▸ **Task objective**
Repeat the entries below exactly as they appear, with no pictures.
(Data records)
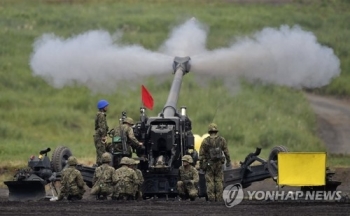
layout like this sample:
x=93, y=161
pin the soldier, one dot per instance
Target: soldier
x=138, y=187
x=101, y=129
x=211, y=160
x=72, y=183
x=125, y=131
x=187, y=179
x=126, y=181
x=104, y=178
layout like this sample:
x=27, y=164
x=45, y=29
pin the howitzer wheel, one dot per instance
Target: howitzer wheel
x=272, y=164
x=59, y=158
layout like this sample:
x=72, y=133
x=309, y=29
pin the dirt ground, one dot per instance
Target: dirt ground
x=333, y=128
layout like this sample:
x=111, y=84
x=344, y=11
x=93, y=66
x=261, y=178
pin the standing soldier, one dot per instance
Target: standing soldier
x=126, y=181
x=187, y=179
x=104, y=178
x=138, y=187
x=101, y=129
x=72, y=183
x=126, y=134
x=211, y=160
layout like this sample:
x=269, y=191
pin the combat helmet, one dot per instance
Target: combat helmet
x=106, y=157
x=102, y=104
x=128, y=120
x=125, y=161
x=72, y=161
x=213, y=127
x=187, y=158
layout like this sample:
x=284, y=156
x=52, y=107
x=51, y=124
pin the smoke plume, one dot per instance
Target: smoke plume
x=286, y=56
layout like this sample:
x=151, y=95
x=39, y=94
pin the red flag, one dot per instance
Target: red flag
x=147, y=98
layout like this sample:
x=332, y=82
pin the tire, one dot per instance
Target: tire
x=59, y=158
x=272, y=163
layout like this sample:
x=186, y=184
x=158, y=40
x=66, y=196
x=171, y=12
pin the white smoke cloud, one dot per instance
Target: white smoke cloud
x=284, y=56
x=93, y=60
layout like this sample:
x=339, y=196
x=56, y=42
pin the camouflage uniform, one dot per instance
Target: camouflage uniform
x=211, y=161
x=126, y=181
x=104, y=178
x=138, y=187
x=101, y=129
x=72, y=183
x=188, y=179
x=126, y=131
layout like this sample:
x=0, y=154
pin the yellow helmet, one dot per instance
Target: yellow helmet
x=187, y=158
x=128, y=120
x=125, y=161
x=106, y=157
x=72, y=161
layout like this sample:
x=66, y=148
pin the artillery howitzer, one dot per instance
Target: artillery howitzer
x=166, y=139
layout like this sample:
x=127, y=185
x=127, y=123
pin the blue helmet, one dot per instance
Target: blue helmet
x=102, y=104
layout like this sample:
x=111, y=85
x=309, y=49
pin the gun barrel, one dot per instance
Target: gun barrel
x=181, y=66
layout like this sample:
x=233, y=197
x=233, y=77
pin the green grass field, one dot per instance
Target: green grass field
x=35, y=115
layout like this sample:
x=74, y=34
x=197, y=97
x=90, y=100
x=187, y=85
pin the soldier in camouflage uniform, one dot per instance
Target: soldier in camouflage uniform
x=101, y=129
x=138, y=187
x=212, y=154
x=72, y=183
x=125, y=130
x=187, y=179
x=104, y=178
x=126, y=181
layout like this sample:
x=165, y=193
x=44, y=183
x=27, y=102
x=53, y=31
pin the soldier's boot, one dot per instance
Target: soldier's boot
x=73, y=198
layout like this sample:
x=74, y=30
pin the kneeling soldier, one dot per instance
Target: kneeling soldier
x=72, y=183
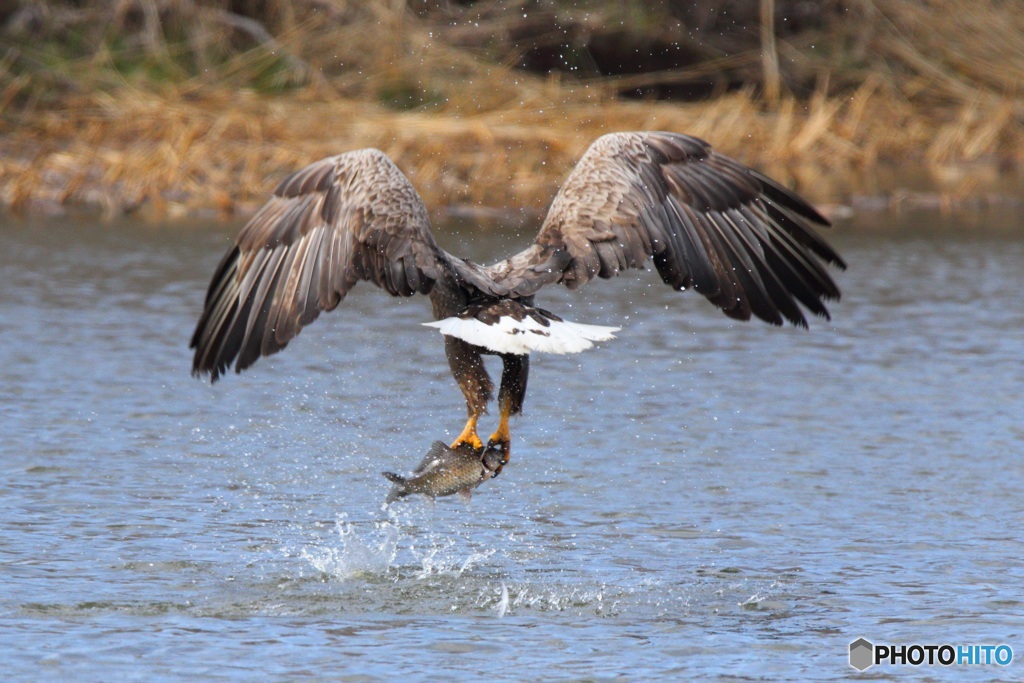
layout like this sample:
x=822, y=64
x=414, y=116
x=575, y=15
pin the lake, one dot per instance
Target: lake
x=696, y=499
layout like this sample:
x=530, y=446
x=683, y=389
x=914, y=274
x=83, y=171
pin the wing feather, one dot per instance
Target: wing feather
x=345, y=218
x=736, y=237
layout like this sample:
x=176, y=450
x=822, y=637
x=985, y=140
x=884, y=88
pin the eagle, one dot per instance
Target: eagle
x=706, y=221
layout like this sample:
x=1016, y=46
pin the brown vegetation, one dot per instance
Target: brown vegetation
x=179, y=105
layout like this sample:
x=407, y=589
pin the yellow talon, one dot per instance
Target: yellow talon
x=468, y=436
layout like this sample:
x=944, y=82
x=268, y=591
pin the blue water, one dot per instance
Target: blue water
x=697, y=499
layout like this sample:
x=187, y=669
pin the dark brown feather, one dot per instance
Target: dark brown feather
x=341, y=219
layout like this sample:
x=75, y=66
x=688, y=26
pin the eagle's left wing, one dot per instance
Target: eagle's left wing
x=340, y=220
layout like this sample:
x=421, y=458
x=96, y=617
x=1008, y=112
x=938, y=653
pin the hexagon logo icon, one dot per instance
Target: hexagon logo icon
x=861, y=653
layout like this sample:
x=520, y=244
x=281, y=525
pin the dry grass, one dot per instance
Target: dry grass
x=481, y=133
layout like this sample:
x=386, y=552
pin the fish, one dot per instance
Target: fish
x=445, y=471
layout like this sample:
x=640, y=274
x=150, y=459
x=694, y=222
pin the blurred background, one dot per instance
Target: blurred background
x=185, y=108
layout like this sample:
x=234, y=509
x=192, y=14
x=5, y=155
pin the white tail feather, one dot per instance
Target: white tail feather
x=521, y=337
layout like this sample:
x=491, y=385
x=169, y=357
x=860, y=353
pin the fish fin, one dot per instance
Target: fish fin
x=397, y=491
x=433, y=457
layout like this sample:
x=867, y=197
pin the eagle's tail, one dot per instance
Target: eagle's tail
x=510, y=327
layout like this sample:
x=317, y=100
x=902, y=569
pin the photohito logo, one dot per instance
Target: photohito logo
x=864, y=653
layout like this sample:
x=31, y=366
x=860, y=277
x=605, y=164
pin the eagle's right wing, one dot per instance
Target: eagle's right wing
x=339, y=220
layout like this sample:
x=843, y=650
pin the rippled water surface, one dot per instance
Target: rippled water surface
x=697, y=499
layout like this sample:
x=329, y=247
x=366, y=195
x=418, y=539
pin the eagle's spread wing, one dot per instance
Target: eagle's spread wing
x=708, y=222
x=335, y=222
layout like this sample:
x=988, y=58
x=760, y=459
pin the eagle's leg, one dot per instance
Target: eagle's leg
x=467, y=368
x=515, y=371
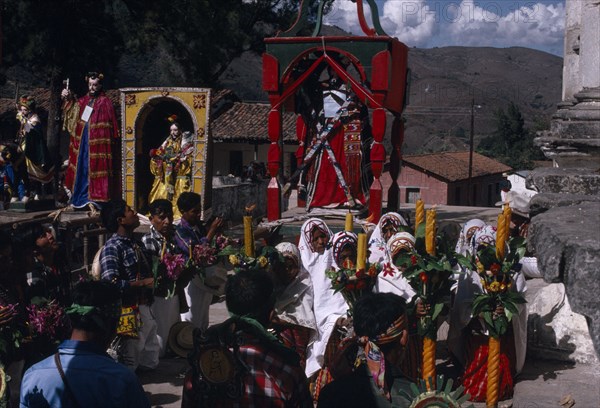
(End Data records)
▸ **Exercise output**
layout like this sample:
x=93, y=161
pin the soldier, one dot per instance
Target: soldier
x=138, y=187
x=101, y=129
x=211, y=160
x=72, y=183
x=125, y=131
x=187, y=179
x=126, y=181
x=104, y=178
layout like this sample:
x=27, y=164
x=45, y=29
pin the howitzer wheel, one dot per instance
Target: howitzer wheel
x=272, y=164
x=59, y=158
layout like this sample:
x=72, y=133
x=309, y=29
pin the dirt ground, one dot per instance
Target: dirt ground
x=333, y=128
layout like this sample:
x=111, y=84
x=344, y=11
x=93, y=66
x=261, y=178
pin the standing soldier, one dot per instance
Target: standing soldier
x=126, y=181
x=187, y=179
x=104, y=178
x=138, y=187
x=101, y=129
x=72, y=183
x=126, y=134
x=211, y=160
layout like this sample:
x=269, y=191
pin the combat helmet, one dot per instance
Target: combat helmet
x=106, y=157
x=102, y=104
x=128, y=120
x=125, y=161
x=72, y=161
x=213, y=127
x=187, y=158
layout like this sample:
x=284, y=156
x=52, y=107
x=51, y=124
pin the smoke plume, one dot per instance
Target: smoke plume
x=286, y=56
layout like this sample:
x=151, y=95
x=39, y=94
pin the red flag, one dot per instance
Target: red flag
x=147, y=98
layout like this sample:
x=332, y=82
pin the tire, one dot per instance
Target: tire
x=59, y=158
x=272, y=163
layout like this sample:
x=186, y=184
x=158, y=40
x=66, y=196
x=171, y=12
pin the white smoke cloud, one dot per instance
Target: white smoke cloud
x=284, y=56
x=93, y=60
layout like this sample:
x=339, y=196
x=56, y=42
pin the camouflage uniform, one dot per instance
Target: camouflage uniform
x=211, y=161
x=126, y=181
x=104, y=178
x=138, y=187
x=101, y=129
x=72, y=183
x=188, y=179
x=126, y=131
layout like this sample:
x=0, y=154
pin the yellow helmet, one dot per instance
Target: yellow helmet
x=187, y=158
x=128, y=120
x=125, y=161
x=106, y=157
x=72, y=161
layout like this sample:
x=66, y=148
pin the artillery howitzer, one dot per instance
Target: artillery howitzer
x=166, y=139
layout like this sample:
x=127, y=185
x=127, y=123
pin the blue helmet, one dot per instance
Target: blue helmet
x=102, y=104
layout like this sample:
x=111, y=85
x=309, y=49
pin the gun barrel, one dot per instance
Target: gun barrel
x=181, y=66
layout like this sample:
x=233, y=197
x=233, y=77
pin the green grass field, one dot per instance
Target: green grass field
x=35, y=115
layout like this sample:
x=74, y=34
x=197, y=97
x=90, y=100
x=187, y=85
pin the soldier in camouflage uniform, one dot per instance
Target: soldier in camouflage uniform
x=101, y=129
x=138, y=187
x=212, y=154
x=72, y=183
x=125, y=130
x=187, y=179
x=104, y=178
x=126, y=181
layout like this sample:
x=165, y=193
x=44, y=183
x=27, y=102
x=53, y=31
pin the soldier's boot, one dot per instance
Target: soldier's boot
x=73, y=198
layout like this sample:
x=74, y=30
pin the kneeling soldier, one dot per instance
Target: kneeling soldier
x=72, y=183
layout like this sample:
x=822, y=64
x=414, y=116
x=575, y=15
pin the lake, one dot per instance
Target: lake
x=696, y=499
layout like this sample:
x=530, y=446
x=683, y=389
x=914, y=274
x=83, y=171
pin the wing feather, one dot per instance
Target: wing feather
x=345, y=218
x=736, y=237
layout like this sample:
x=176, y=450
x=822, y=637
x=985, y=140
x=884, y=88
pin the eagle, one dot per instance
Target: eagle
x=706, y=221
layout like this sample:
x=1016, y=46
pin the brown vegetation, one dot per instance
Target: brown vegetation
x=179, y=105
layout like this sample:
x=407, y=589
pin the yellow talon, one dot per instance
Target: yellow talon
x=468, y=436
layout like this sample:
x=944, y=82
x=268, y=591
pin the blue water, one dot per instance
Target: blue water
x=697, y=499
layout like this sample:
x=187, y=669
pin the dark brown feather, one dot per instance
Target: dark brown feather
x=341, y=219
layout like this sample:
x=75, y=66
x=688, y=26
pin the eagle's left wing, one dot per instance
Target: eagle's left wing
x=340, y=220
layout like this sample:
x=421, y=458
x=96, y=617
x=1008, y=112
x=938, y=653
pin the hexagon logo icon, one dot per instance
Target: hexagon logo icon
x=861, y=653
layout like this sample:
x=520, y=244
x=281, y=525
pin the dry grass, one dot per instance
Target: dry grass
x=481, y=133
layout like this sample:
x=386, y=552
pin the fish, one dot per instance
Target: fish
x=445, y=471
layout like this sample:
x=640, y=274
x=150, y=459
x=694, y=222
pin the blurred background, one dot per instance
Target: blurred background
x=185, y=108
layout like this sample:
x=234, y=509
x=192, y=14
x=5, y=155
pin the white tail feather, one dot per instance
Target: white tail feather
x=521, y=337
layout like this sample:
x=491, y=385
x=169, y=357
x=860, y=353
pin the fish fin, one dot per instance
Target: fish fin
x=397, y=491
x=433, y=457
layout like this sample:
x=867, y=197
pin the eagle's tail, one dot per instance
Target: eagle's tail
x=510, y=327
layout like this sample:
x=317, y=100
x=902, y=569
pin the photohito logo, one dot per instance
Target: photohito logo
x=864, y=653
layout like this sample:
x=31, y=366
x=860, y=277
x=605, y=164
pin the eagle's right wing, one dot per instance
Target: eagle's right wing
x=339, y=220
layout like this sample:
x=843, y=650
pin the rippled water surface, one dot per instance
Target: rippled water surface
x=697, y=499
layout like this sample:
x=329, y=247
x=366, y=195
x=418, y=539
pin the eagle's spread wing, one dot per instance
Target: eagle's spread wing
x=708, y=222
x=335, y=222
layout like this sample:
x=988, y=58
x=760, y=459
pin the eagle's leg, one dot per instance
Target: eagle's leg
x=467, y=368
x=515, y=371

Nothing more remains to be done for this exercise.